_EXERCISE OBJECTIVE:_ Each line below needs to be repeated precisely as it is.

(Beginning of DATA IN THIS EXERCISE)

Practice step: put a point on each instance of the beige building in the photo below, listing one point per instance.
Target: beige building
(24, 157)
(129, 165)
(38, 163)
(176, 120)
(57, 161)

(End of DATA IN THIS EXERCISE)

_ANSWER TO THE PROBLEM:_
Practice step: put a point on each instance of the beige building in the photo below, listing one point per instance.
Target: beige building
(24, 157)
(129, 165)
(38, 163)
(176, 120)
(57, 161)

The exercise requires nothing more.